• What is asked:
Which lines in the material below contain the word "instance", with case counting? Extract each of those lines in full.
================
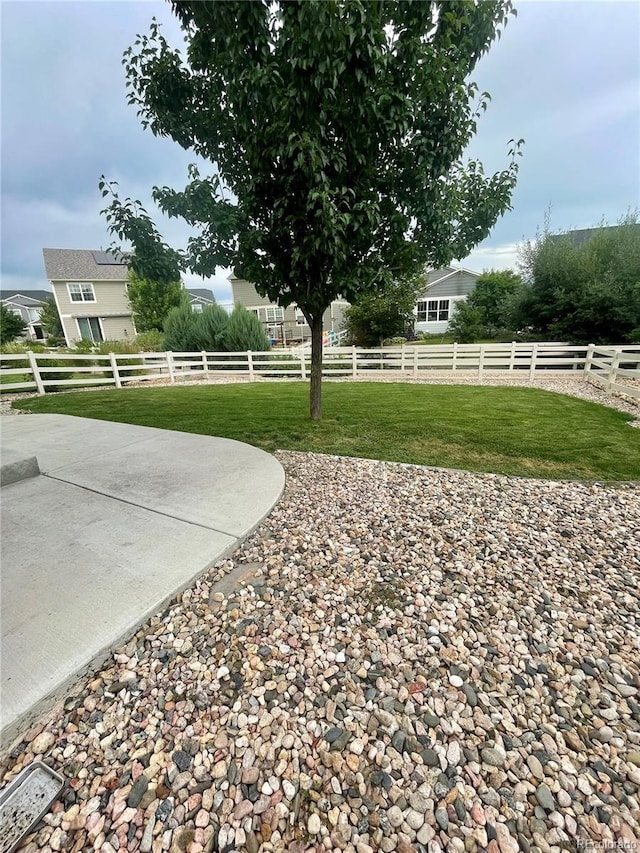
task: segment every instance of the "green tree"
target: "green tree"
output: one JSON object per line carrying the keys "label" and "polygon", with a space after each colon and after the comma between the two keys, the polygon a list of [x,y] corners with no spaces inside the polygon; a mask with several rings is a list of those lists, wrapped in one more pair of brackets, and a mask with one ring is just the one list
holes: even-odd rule
{"label": "green tree", "polygon": [[210,275],[231,266],[311,328],[311,417],[321,417],[322,316],[341,295],[462,258],[509,209],[520,143],[485,175],[464,152],[489,96],[470,80],[511,0],[175,0],[186,51],[154,20],[125,51],[143,126],[211,164],[169,216],[200,229],[176,253],[104,177],[112,233],[132,263]]}
{"label": "green tree", "polygon": [[631,341],[640,326],[640,224],[552,235],[548,222],[520,247],[525,286],[514,321],[541,338],[572,343]]}
{"label": "green tree", "polygon": [[198,319],[185,297],[165,318],[164,347],[172,352],[200,352],[200,342]]}
{"label": "green tree", "polygon": [[424,290],[421,275],[388,285],[382,292],[365,292],[347,308],[345,329],[356,346],[379,346],[385,338],[407,335],[413,327],[413,310]]}
{"label": "green tree", "polygon": [[136,330],[162,330],[167,314],[180,305],[183,293],[179,280],[151,281],[130,270],[128,296]]}
{"label": "green tree", "polygon": [[507,311],[522,279],[512,270],[485,270],[478,277],[468,303],[477,309],[484,326],[479,337],[492,337],[508,326]]}
{"label": "green tree", "polygon": [[236,305],[231,312],[222,342],[227,352],[265,352],[270,346],[264,326],[244,305]]}
{"label": "green tree", "polygon": [[456,302],[447,332],[459,344],[475,343],[485,336],[482,311],[469,299]]}
{"label": "green tree", "polygon": [[22,317],[0,302],[0,344],[15,340],[26,328],[27,324]]}
{"label": "green tree", "polygon": [[224,308],[216,304],[207,305],[200,314],[194,313],[193,317],[200,349],[209,352],[223,349],[224,330],[229,323],[229,315]]}
{"label": "green tree", "polygon": [[42,311],[40,312],[40,322],[42,328],[50,338],[63,338],[62,320],[58,312],[58,306],[55,303],[53,296],[45,299],[42,303]]}

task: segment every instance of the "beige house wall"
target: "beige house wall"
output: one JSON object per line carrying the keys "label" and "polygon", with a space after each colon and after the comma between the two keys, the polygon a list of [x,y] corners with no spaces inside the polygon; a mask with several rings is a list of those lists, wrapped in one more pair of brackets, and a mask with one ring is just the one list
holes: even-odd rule
{"label": "beige house wall", "polygon": [[[72,302],[67,284],[92,284],[95,302]],[[95,317],[111,312],[131,314],[126,281],[53,281],[52,285],[60,314],[79,314],[83,317]]]}
{"label": "beige house wall", "polygon": [[[302,325],[297,322],[297,306],[289,305],[284,309],[284,318],[282,321],[272,322],[267,319],[267,308],[277,308],[275,302],[271,302],[267,297],[260,296],[255,286],[244,279],[231,277],[231,291],[233,293],[234,305],[244,305],[249,311],[255,311],[258,318],[273,330],[278,330],[277,339],[282,340],[282,331],[286,341],[309,340],[311,338],[311,329],[304,323]],[[345,311],[349,307],[349,303],[344,300],[336,300],[327,308],[322,318],[323,331],[339,332],[344,326]]]}
{"label": "beige house wall", "polygon": [[[69,346],[82,339],[77,323],[79,317],[97,317],[105,340],[132,340],[136,336],[124,280],[52,281],[51,284]],[[93,285],[95,301],[72,302],[67,284]]]}

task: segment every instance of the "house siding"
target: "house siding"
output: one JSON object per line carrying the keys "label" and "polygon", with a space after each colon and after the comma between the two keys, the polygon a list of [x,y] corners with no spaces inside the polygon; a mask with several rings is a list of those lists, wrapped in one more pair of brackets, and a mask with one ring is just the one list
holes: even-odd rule
{"label": "house siding", "polygon": [[[95,302],[72,302],[66,281],[54,281],[53,289],[56,294],[60,314],[88,317],[102,313],[120,313],[131,315],[129,297],[125,290],[125,281],[91,281]],[[69,282],[77,284],[77,282]]]}
{"label": "house siding", "polygon": [[245,308],[259,308],[274,305],[266,296],[260,296],[250,281],[242,278],[231,279],[231,292],[233,293],[233,304],[244,305]]}
{"label": "house siding", "polygon": [[476,286],[477,276],[467,272],[459,272],[434,284],[427,291],[429,299],[442,299],[447,296],[468,296]]}
{"label": "house siding", "polygon": [[[284,334],[286,341],[308,340],[311,337],[311,329],[305,323],[299,326],[296,319],[297,306],[289,305],[284,309],[284,320],[281,323],[273,323],[267,320],[267,308],[277,307],[275,302],[271,302],[267,297],[260,296],[255,286],[244,279],[231,277],[231,291],[233,293],[234,305],[244,305],[249,310],[256,310],[259,319],[267,327],[273,327],[278,330],[278,340],[282,340],[282,322],[284,323]],[[339,332],[344,327],[344,315],[349,303],[343,300],[336,300],[331,303],[330,307],[324,312],[322,317],[323,331]]]}
{"label": "house siding", "polygon": [[62,329],[71,346],[82,339],[76,322],[78,317],[99,317],[105,340],[133,339],[136,328],[131,316],[125,281],[91,281],[95,302],[72,302],[66,281],[53,281]]}
{"label": "house siding", "polygon": [[448,320],[425,320],[419,322],[417,320],[417,305],[414,311],[416,321],[414,331],[424,332],[430,335],[443,335],[449,328],[449,322],[453,317],[455,306],[459,302],[464,302],[469,294],[473,291],[478,280],[479,273],[473,273],[470,270],[458,269],[455,267],[444,267],[440,270],[431,270],[425,279],[425,289],[423,294],[418,297],[418,301],[430,299],[447,299],[449,301],[449,319]]}

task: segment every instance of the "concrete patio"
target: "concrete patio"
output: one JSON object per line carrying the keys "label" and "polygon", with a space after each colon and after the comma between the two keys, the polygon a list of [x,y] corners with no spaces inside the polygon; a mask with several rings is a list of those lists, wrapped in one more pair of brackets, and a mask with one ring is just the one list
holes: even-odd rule
{"label": "concrete patio", "polygon": [[198,574],[284,488],[240,442],[64,415],[0,419],[6,744]]}

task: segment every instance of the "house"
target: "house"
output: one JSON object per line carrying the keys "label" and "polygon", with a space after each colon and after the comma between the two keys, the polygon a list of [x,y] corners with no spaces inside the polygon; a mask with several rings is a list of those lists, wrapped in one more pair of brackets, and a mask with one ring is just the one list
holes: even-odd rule
{"label": "house", "polygon": [[416,334],[444,334],[456,303],[469,296],[479,276],[480,273],[463,267],[430,270],[426,275],[424,293],[418,299],[414,311]]}
{"label": "house", "polygon": [[44,340],[40,312],[48,299],[51,299],[51,294],[47,290],[0,290],[0,302],[22,318],[26,324],[23,337],[30,341]]}
{"label": "house", "polygon": [[[122,255],[90,249],[43,249],[67,346],[85,339],[127,340],[136,335]],[[187,291],[194,311],[215,302],[206,288]]]}
{"label": "house", "polygon": [[191,310],[201,314],[207,305],[215,305],[212,291],[206,287],[192,287],[187,290],[191,301]]}
{"label": "house", "polygon": [[[311,340],[311,329],[304,314],[297,305],[281,308],[266,296],[259,296],[255,286],[249,281],[229,276],[233,304],[244,305],[262,321],[272,341],[286,346]],[[344,299],[334,300],[322,318],[322,330],[327,334],[340,332],[344,326],[345,311],[349,303]]]}

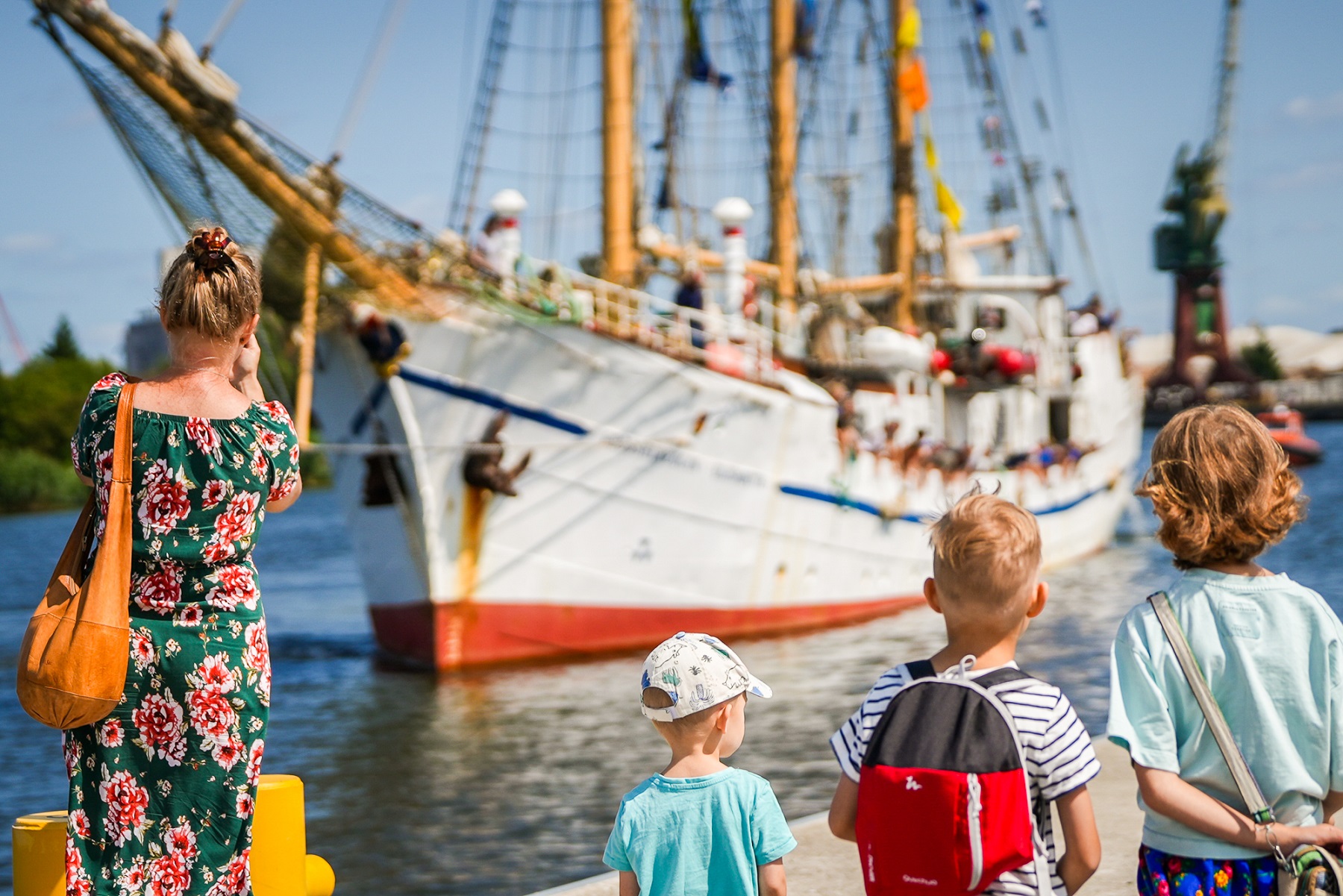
================
• Correct answer:
task: segment every instance of the "green tree"
task: segment every instance of the "beige house wall"
task: segment every instance of the "house siding"
task: segment every instance of the "concrete patio"
task: segment every instance of the "house"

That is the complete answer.